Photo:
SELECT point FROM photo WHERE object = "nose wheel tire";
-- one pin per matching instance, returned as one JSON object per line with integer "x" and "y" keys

· · · ·

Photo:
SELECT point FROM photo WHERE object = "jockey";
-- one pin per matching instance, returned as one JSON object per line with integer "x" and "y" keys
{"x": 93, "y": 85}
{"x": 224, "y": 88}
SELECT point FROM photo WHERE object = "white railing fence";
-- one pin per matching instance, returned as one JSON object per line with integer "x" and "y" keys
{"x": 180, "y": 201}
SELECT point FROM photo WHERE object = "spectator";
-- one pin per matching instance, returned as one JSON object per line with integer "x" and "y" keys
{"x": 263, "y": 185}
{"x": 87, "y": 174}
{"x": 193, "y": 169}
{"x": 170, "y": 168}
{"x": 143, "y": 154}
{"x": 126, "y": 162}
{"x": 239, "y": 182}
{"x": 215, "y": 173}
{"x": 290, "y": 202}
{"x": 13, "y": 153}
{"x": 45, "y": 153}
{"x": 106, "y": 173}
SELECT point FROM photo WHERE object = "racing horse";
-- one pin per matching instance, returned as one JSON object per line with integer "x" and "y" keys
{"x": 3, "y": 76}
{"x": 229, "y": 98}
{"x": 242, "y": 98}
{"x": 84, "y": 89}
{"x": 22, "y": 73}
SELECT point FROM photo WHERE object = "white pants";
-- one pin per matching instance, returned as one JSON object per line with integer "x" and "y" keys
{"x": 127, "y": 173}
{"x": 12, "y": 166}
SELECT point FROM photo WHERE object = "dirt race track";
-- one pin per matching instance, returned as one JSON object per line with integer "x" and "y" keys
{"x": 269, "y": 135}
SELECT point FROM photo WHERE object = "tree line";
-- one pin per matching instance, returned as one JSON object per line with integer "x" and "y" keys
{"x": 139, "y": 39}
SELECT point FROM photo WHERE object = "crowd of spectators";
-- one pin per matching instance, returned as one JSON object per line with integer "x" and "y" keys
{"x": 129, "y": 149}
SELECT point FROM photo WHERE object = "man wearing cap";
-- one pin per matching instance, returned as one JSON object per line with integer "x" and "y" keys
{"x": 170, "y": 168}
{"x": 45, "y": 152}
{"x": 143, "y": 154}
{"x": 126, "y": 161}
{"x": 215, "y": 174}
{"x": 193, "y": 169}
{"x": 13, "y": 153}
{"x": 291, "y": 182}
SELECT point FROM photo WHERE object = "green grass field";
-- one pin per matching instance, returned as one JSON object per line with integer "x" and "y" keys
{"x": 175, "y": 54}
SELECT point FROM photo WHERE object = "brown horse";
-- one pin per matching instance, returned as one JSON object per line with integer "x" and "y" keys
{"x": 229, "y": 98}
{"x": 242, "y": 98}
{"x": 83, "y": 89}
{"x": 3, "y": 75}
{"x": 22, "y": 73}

· · · ·

▸ **Task to carry out**: Gather every line in the items above that contains the word "horse" and copy each one out in full.

▸ **Exercise result**:
SELECT point FROM photo WHERE object = "racing horse";
SELECT point FROM photo WHERE object = "brown horse";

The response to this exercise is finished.